■ **PASSAGE**
• • • • • • •

The Matrix Ressurections and The Vandalised Past

Movies Jul 23, 2024

The Matrix Resurrections is the perfect distillation of Baudrillard’s alleged critique of the first film: at long last, Resurrections is a one to one replica of Baurdrillard’s Desert of The Real and everyone resents it. Except me.

We find Thomas Anderson back on the old treadmill--the inevitable conclusion to the wheel of time rolling ever onward. Anderson suffers from dissociative episodes, having channeled his experiences as Neo into a series of successful video games called The Matrix: “Where better to bury truth than somewhere as ordinary as a video game” [1]. He consults his therapist regularly. After bumping into Tiffany, a woman with striking resemblance to Trinity from his games, Anderson stops taking the blue bills: his quote unquote medication.

Smith, the colossal hair-gel corporate douche-bro, demands another Matrix game be made, but Anderson doesn’t have the juice or the inclination. Making another would be a tired, heartless exercise. And so where the first trilogy positioned the film against our reality, and the Desert of The Real against the Matrix: the new film positions itself against the previous trilogy, which is positioned against IO, which is positioned against the new Matrix.

In this way the story untethers from our reality and becomes Baudrillard’s supposed hyperreality. The only vector in the film is what can be synthesised from the previous films: and not even that, against the pictures proposed as video games diegetically. A copy of a copy of a refraction, caught out of the corner of the eye when passing a mirror in the small hours before dawn. You can’t quite say why but everything looks just a little bit wrong, doesn’t it?

Neo’s true past stutters into view: single moments of almost recognition. Trinity’s face. Agent Smith’s interrogation. Old faces, memories decayed and decaying. The worst is that when Neo feels something is amiss, the world is constructed to dismiss his concerns. No one will engage with him critically, save his Analyst: the new architect of this Matrix, exploiting humanity’s suffering for energy. There’s a certain “kids are on their phones a lot” attitude the story develops that isn’t entirely wrong. The Analyst’s Matrix is the world of smartphones and social media. Buzzwords and acronyms. No one at Neo’s office talks like a person: they vocalise text messages and reddit threads. And the second you step a toe out of line, the swarm descends: cancelling your very existence or worse, renders you an exile, a relic of the past howling through gritted fang about how things used to be better to a vacant audience.

• • • • • • •

■ **EXTRACTED INFORMATION**
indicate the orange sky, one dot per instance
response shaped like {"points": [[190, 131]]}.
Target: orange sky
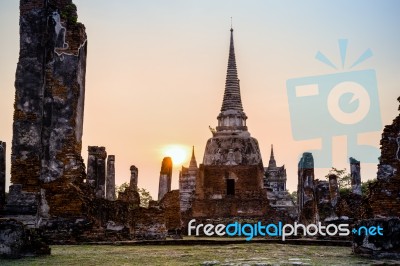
{"points": [[156, 73]]}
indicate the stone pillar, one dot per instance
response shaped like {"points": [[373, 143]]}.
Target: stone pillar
{"points": [[91, 175], [2, 173], [165, 177], [110, 183], [134, 177], [49, 96], [333, 190], [355, 176], [305, 190], [96, 173]]}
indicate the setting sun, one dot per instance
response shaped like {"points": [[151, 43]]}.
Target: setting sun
{"points": [[178, 153]]}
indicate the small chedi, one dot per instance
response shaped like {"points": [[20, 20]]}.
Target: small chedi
{"points": [[229, 183], [275, 184]]}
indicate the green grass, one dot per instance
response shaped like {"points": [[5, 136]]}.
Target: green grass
{"points": [[235, 254]]}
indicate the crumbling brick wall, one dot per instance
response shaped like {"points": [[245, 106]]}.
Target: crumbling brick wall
{"points": [[49, 104], [384, 195]]}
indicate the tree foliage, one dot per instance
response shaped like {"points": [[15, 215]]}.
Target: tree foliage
{"points": [[344, 178], [344, 181]]}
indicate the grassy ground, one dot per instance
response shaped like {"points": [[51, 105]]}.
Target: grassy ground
{"points": [[235, 254]]}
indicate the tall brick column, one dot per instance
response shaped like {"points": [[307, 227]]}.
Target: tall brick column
{"points": [[134, 177], [165, 177], [305, 190], [2, 173], [110, 182]]}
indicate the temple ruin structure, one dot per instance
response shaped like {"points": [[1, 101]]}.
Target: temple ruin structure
{"points": [[134, 177], [355, 176], [187, 183], [96, 170], [305, 189], [110, 181], [275, 184], [230, 179], [383, 199], [2, 174]]}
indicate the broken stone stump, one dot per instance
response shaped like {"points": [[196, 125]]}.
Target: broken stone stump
{"points": [[378, 243], [16, 241], [2, 173]]}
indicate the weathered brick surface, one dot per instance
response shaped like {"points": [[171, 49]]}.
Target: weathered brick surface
{"points": [[164, 185], [212, 199], [49, 103], [305, 190], [170, 205], [17, 241], [384, 195], [386, 245], [2, 173]]}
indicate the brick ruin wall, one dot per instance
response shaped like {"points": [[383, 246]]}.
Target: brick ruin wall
{"points": [[49, 102], [384, 195], [48, 176]]}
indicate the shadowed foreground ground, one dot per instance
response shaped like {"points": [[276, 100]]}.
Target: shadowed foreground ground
{"points": [[235, 254]]}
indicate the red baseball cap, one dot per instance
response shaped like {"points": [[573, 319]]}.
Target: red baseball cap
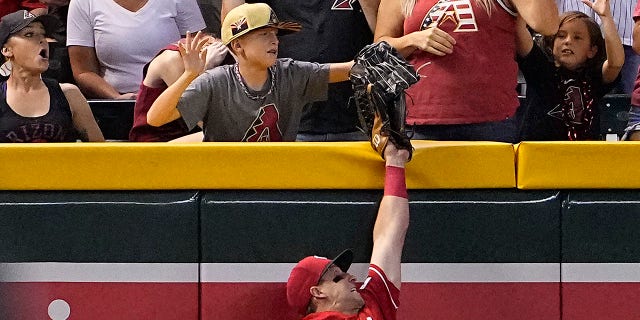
{"points": [[307, 273]]}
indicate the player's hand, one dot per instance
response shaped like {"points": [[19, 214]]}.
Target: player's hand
{"points": [[194, 53], [216, 52], [434, 40], [127, 96]]}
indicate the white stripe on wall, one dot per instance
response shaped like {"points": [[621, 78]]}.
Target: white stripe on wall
{"points": [[98, 272], [411, 272], [279, 272]]}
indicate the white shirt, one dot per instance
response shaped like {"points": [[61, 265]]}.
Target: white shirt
{"points": [[125, 41]]}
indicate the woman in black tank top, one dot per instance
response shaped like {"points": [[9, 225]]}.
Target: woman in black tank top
{"points": [[33, 109]]}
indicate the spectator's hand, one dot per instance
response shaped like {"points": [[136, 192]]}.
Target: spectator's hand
{"points": [[434, 40], [194, 52], [600, 7], [57, 3], [216, 52], [39, 11], [127, 96]]}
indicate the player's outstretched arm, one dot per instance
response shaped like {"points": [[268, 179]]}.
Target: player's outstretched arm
{"points": [[163, 110], [392, 222]]}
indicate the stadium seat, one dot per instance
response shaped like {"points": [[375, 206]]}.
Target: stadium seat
{"points": [[614, 110]]}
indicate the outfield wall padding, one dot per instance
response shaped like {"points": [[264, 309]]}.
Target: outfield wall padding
{"points": [[210, 231]]}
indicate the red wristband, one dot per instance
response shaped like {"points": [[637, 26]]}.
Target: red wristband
{"points": [[395, 183]]}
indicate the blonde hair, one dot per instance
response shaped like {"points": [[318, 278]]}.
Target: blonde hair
{"points": [[407, 6]]}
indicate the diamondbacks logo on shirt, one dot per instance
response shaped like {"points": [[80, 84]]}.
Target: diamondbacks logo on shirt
{"points": [[342, 5], [456, 15], [265, 127]]}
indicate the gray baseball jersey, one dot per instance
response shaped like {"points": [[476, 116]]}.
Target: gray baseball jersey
{"points": [[232, 112]]}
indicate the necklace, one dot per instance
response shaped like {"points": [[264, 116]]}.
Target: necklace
{"points": [[272, 74]]}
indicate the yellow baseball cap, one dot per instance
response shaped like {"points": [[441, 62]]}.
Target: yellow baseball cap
{"points": [[250, 16]]}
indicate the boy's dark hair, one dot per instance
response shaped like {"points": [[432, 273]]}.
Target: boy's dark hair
{"points": [[594, 33]]}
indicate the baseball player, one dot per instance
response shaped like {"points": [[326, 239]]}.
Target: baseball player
{"points": [[260, 98], [319, 288]]}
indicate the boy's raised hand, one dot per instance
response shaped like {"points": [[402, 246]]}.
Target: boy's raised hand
{"points": [[216, 52], [194, 52], [600, 7]]}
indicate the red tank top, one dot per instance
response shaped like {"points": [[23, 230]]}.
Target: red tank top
{"points": [[141, 130], [477, 82]]}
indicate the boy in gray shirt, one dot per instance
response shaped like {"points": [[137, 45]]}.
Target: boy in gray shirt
{"points": [[260, 98]]}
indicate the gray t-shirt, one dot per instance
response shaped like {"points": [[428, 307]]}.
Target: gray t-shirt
{"points": [[232, 112]]}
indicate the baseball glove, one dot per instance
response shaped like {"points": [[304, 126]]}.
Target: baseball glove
{"points": [[379, 77]]}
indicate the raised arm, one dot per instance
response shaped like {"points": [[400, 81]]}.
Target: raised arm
{"points": [[540, 15], [370, 10], [390, 28], [615, 51], [339, 72], [164, 108], [83, 120], [227, 5], [392, 222], [524, 40], [636, 35], [85, 67]]}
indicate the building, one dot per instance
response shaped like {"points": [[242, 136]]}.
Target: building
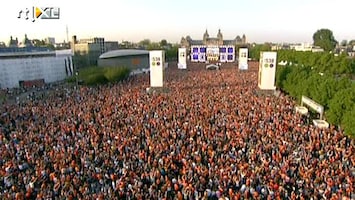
{"points": [[212, 49], [111, 45], [132, 58], [50, 40], [209, 41], [91, 48], [33, 66]]}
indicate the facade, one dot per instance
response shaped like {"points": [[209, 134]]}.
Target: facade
{"points": [[90, 48], [212, 41], [212, 49], [50, 40], [131, 58], [111, 45], [26, 68]]}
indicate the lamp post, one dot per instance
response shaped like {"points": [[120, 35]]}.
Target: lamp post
{"points": [[76, 78]]}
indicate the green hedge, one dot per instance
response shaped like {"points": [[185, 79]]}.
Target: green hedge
{"points": [[100, 75], [328, 85]]}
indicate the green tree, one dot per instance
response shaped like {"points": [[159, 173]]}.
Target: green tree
{"points": [[324, 38], [348, 122], [144, 43], [344, 43], [342, 102], [163, 43]]}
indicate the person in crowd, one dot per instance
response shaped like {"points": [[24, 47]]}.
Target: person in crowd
{"points": [[210, 137]]}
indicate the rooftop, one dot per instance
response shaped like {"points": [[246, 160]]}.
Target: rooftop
{"points": [[123, 52]]}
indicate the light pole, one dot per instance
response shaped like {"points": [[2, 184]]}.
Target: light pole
{"points": [[76, 78]]}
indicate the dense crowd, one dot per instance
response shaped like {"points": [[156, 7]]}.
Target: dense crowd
{"points": [[211, 136]]}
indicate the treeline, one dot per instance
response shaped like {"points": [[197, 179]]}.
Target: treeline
{"points": [[323, 77]]}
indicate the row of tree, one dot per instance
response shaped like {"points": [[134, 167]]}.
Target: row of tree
{"points": [[324, 78]]}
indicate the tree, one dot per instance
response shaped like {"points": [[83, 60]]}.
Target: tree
{"points": [[342, 102], [145, 43], [343, 43], [163, 43], [324, 38], [348, 122]]}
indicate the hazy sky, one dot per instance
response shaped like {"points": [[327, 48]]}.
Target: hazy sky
{"points": [[134, 20]]}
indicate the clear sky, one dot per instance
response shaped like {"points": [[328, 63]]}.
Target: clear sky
{"points": [[135, 20]]}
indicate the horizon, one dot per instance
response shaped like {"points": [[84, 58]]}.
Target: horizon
{"points": [[274, 21]]}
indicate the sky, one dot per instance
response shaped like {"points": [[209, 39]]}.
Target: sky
{"points": [[278, 21]]}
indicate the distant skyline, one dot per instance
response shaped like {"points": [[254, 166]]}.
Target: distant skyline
{"points": [[261, 21]]}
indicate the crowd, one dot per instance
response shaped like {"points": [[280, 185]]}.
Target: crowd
{"points": [[211, 136]]}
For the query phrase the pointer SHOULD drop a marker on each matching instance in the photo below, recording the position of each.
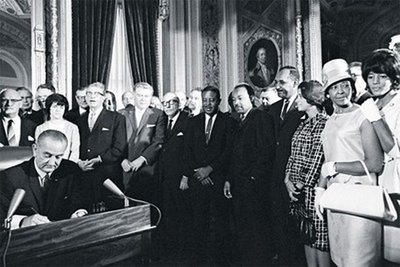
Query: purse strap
(366, 171)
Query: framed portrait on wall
(262, 63)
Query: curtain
(93, 24)
(141, 16)
(120, 72)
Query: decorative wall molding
(210, 25)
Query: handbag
(304, 223)
(371, 201)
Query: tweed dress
(304, 166)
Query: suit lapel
(99, 118)
(144, 119)
(3, 136)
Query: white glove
(319, 210)
(370, 110)
(328, 169)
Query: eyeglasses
(169, 103)
(94, 93)
(12, 100)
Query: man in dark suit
(75, 113)
(175, 199)
(51, 184)
(286, 120)
(103, 140)
(145, 133)
(206, 151)
(251, 159)
(42, 92)
(14, 130)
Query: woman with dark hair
(110, 103)
(303, 171)
(381, 70)
(56, 107)
(347, 139)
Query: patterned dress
(304, 166)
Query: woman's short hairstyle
(383, 61)
(59, 99)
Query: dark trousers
(209, 202)
(252, 223)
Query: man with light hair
(145, 132)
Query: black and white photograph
(204, 133)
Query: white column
(65, 50)
(228, 47)
(38, 45)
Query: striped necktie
(12, 139)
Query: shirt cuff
(16, 220)
(145, 160)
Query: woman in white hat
(303, 171)
(348, 137)
(381, 70)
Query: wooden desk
(94, 240)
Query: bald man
(174, 188)
(14, 130)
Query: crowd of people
(248, 182)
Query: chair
(11, 156)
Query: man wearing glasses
(103, 139)
(14, 130)
(145, 132)
(175, 196)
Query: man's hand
(207, 181)
(291, 190)
(79, 213)
(227, 190)
(85, 166)
(184, 183)
(202, 173)
(126, 165)
(35, 219)
(137, 163)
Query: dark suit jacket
(107, 139)
(284, 131)
(73, 115)
(63, 196)
(215, 154)
(146, 140)
(253, 149)
(27, 133)
(37, 116)
(171, 157)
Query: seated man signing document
(52, 184)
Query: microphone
(115, 190)
(15, 201)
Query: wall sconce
(163, 10)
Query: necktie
(45, 182)
(208, 130)
(91, 121)
(12, 139)
(169, 128)
(284, 108)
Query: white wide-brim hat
(334, 71)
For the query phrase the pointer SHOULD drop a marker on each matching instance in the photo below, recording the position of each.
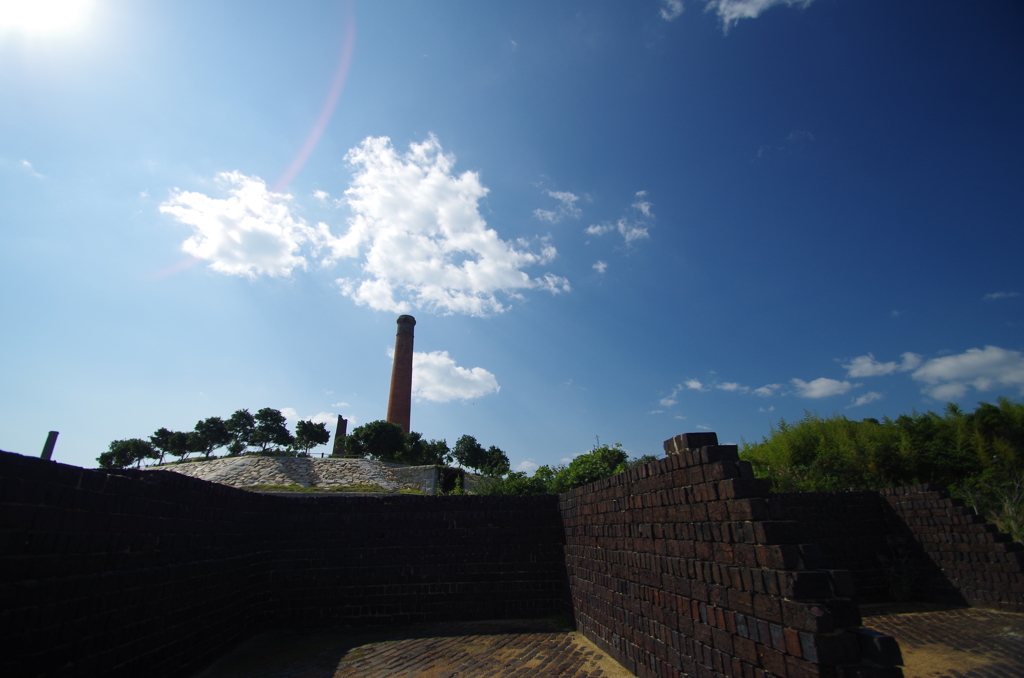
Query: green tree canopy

• • • • • • •

Reproduce, word for word, the stretch of the Matrix Resurrections review from "Smith, the colossal" through "the new Matrix.". You can set the material aside; it plays no part in what comes next.

Smith, the colossal hair-gel corporate douche-bro, demands another Matrix game be made, but Anderson doesn’t have the juice or the inclination. Making another would be a tired, heartless exercise. And so where the first trilogy positioned the film against our reality, and the Desert of The Real against the Matrix: the new film positions itself against the previous trilogy, which is positioned against IO, which is positioned against the new Matrix.